** Excerpted passage **
=== Section Start ===
I must not be awake


As long as I’m up
July 27, 2006, 7:39 am
Filed under: art, art therapy, cancer

In reading posts on a cancer chat group from other patients about how cancer has “made me take my life one day
at a time and to rejoice in it and all the blessings that day brings” I find it hard to believe that to be true for myself (or them for that matter). That is the pessimist in me.

At times I think I gave myself cancer. Really. I used to pray for God to strike me dead a lot. I was too scared for suicide. I don’t like razors or seeing my own blood. Terrified of needles and the water. Wouldn’t want to botch a hang job or ‘bad accident’ putting myself in a wheelchair to be placed in permanent care at some creepy facility creating an even worse fate than death (Care facilities and their management are another entirely scary and morbid subject). I think my disease is not cancer but depression and poor self image.

But if I did indeed give myself cancer (which I believe more than the following) then maybe I cured myself, too. My past project TRANS, http://www.tc.umn.edu/~jeffr035/, is a series of ways of attempting to heal my body using art/art therapy. Since my treatment I have felt better physically than I ever have in real time. I suppose all this has been a true test of how much faith I have in myself, or at least positive faith.
=== Section End ===
Text-to-region grounding records:
=== Section Start ===
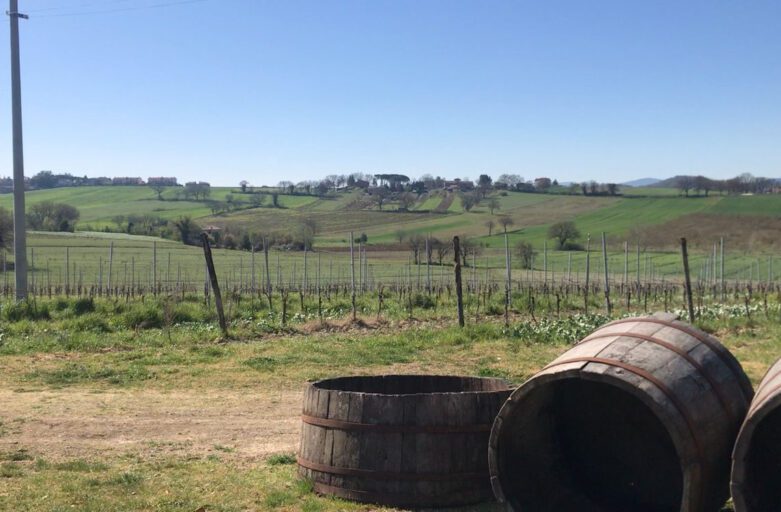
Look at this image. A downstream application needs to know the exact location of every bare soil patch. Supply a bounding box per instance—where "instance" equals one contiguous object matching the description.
[0,389,301,463]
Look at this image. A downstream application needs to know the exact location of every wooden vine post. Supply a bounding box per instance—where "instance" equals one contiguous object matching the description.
[201,233,228,337]
[453,236,464,327]
[681,238,695,323]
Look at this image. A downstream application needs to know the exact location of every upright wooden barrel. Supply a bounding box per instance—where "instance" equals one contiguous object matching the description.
[489,315,753,512]
[732,360,781,512]
[298,375,511,507]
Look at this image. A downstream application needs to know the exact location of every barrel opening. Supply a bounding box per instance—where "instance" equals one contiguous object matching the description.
[743,408,781,512]
[498,378,684,512]
[314,375,508,395]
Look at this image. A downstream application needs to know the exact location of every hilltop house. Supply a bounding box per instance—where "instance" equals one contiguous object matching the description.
[111,177,145,186]
[146,177,179,187]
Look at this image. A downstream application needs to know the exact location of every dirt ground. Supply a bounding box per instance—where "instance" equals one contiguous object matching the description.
=== Section End ===
** Work instructions **
Extend the blog post about cancer and art therapy, picking up right after its last sentence. You won't need the records for any of this.

** Reply **
I can’t remember much how I felt being diagnosed, except being pleasantly relieved to see the nurse walk in post-diagnosis with a birthday cake. It tasted good. A chocolate cake with vanilla icing, from a microwave box, I believe. What I do remember most about the entire experience was the previous morning during a biosy to determine if I had a hernia or what. It was when a strangely surprised and grim sounding “hmmmmmm” came from my surgeons mouth as he cut a small slit above my right hip (I had to be awake the entire procedure). Apparently I was bursting from the seams with swollen lymph nodes all throughout my lower abdomen, like I was smuggling grapes in my intestines. After the surgery, he shook my hand and said “Good luck” with a worried look. I should have skipped my doctors appointment the next day and gotten completely snookered at some bar rather than sit for 30 minutes in a stale room only to be told that I had cancer and it was pretty bad. Oh, and eat cake.
Since then I have received one type of medicine only and with minimal side effects so I can carry on as if everything is normal. And I think that’s where the problem lies. I feel guilt about my success and think my projects deal more with creating avenues for others to try, hopefully striking a chord and doing something good with my life. I don’t think I can fully believe in the usefulness of my project until I have other patients involved, getting their feedback thereby proving to myself that I have control over my mental health and physical well being. So if anything, I would say cancer makes you selfish.